**Task brief**
Please transcribe the following records in full, exactly as given.

**Records shown**

******

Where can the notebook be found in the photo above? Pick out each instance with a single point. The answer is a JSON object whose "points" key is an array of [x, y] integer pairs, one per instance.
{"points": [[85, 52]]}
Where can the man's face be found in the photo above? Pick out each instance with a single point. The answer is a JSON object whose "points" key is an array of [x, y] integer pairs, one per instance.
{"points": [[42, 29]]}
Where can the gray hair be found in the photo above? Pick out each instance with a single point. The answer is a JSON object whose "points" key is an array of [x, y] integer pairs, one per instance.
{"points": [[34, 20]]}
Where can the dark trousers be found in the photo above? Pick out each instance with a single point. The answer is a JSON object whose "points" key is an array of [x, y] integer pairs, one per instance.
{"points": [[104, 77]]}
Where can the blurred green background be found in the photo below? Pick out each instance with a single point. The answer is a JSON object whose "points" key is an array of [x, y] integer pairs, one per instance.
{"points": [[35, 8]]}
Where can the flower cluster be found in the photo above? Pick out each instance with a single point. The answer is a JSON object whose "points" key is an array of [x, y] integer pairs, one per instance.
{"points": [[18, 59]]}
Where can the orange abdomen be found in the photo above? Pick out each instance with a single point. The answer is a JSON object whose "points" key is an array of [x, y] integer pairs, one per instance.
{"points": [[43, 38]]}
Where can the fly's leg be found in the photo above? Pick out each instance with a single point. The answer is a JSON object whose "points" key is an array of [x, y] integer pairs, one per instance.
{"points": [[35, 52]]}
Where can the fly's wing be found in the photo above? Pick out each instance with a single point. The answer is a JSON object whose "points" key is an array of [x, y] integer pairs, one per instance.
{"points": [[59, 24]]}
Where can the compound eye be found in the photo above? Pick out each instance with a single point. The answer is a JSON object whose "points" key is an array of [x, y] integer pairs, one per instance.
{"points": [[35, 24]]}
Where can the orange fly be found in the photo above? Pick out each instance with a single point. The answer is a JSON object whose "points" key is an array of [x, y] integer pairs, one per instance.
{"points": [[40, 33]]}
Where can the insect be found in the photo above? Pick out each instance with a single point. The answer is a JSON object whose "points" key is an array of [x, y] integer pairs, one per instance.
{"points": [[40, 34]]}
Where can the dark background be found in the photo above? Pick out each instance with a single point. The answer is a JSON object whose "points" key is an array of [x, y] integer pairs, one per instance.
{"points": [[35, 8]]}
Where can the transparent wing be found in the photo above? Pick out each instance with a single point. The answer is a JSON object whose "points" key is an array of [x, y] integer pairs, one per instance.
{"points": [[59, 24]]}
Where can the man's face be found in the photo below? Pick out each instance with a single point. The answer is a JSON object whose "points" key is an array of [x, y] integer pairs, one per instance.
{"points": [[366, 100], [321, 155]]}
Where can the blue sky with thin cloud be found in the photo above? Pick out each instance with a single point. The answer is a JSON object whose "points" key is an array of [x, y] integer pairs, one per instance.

******

**Written solution**
Where can the notebook be found in the photo above? Pick out each instance with a single point. The answer is a JSON object whose "points" key is an array of [x, y] integer pairs, one per instance.
{"points": [[85, 52]]}
Where can the man's face be found in the photo above? Pick out each instance with a single point. The answer is a JSON object whose "points" key is an array of [x, y] integer pairs, one per instance.
{"points": [[42, 29]]}
Where can the gray hair be found in the photo above? Pick out each instance with a single point. The answer is a JSON object whose "points" key is an array of [x, y] integer pairs, one per instance.
{"points": [[34, 20]]}
Where can the dark trousers be found in the photo above? Pick out each instance with a single point. The answer is a JSON object whose "points" key is an array of [x, y] integer pairs, one per instance.
{"points": [[104, 77]]}
Where can the blurred green background be found in the photo below? Pick out each instance with a single point. The answer is a JSON object whose "points" key is an array of [x, y] integer pairs, one per instance.
{"points": [[35, 8]]}
Where can the flower cluster be found in the photo above? Pick out each instance with a single point. The answer is a JSON object whose "points" key is an array of [x, y] integer pairs, one per instance.
{"points": [[18, 59]]}
Where can the orange abdomen be found in the photo above? Pick out each instance with a single point. The answer is a JSON object whose "points" key is an array of [x, y] integer pairs, one per instance.
{"points": [[43, 38]]}
Where can the fly's leg be found in the photo above? Pick out each instance with a single point. The answer is a JSON object whose "points" key is an array of [x, y] integer pairs, one per instance.
{"points": [[35, 52]]}
Where can the fly's wing be found in the photo above? Pick out each instance with a single point. The answer is a JSON object whose "points" key is an array of [x, y] integer pairs, one per instance.
{"points": [[59, 24]]}
Where can the compound eye be found in the photo above? Pick out each instance with a single point. The answer is a JSON object whose "points" key is an array of [x, y] integer pairs, one per instance.
{"points": [[35, 24]]}
Where can the orange fly be found in the photo above? Pick out each instance with a single point. The answer is a JSON object whose "points" key is an array of [x, y] integer pairs, one per instance.
{"points": [[40, 33]]}
Where can the insect be found in the photo above? Pick out each instance with a single point. The answer is a JSON object whose "points" key is an array of [x, y] integer pairs, one per instance.
{"points": [[40, 34]]}
Where can the dark background be found in the photo above? Pick out each instance with a single point. The answer is a JSON object whose "points" key is an array of [x, y] integer pairs, one per instance.
{"points": [[35, 8]]}
Where can the transparent wing be found in the photo above? Pick out each instance with a single point. The answer is a JSON object whose "points" key is an array of [x, y] integer pairs, one per instance.
{"points": [[59, 24]]}
Where can the man's face be found in the photo below? Pick out each instance with a single point. The answer is a JSON object whose "points" key is an array of [x, y] integer pairs, one per instance.
{"points": [[366, 100], [321, 155]]}
Where can the blue sky with thin cloud be found in the photo above? Pick out each instance with a single point. The answer is a JSON object whose "points" key is an array of [x, y] integer pairs, one per instance.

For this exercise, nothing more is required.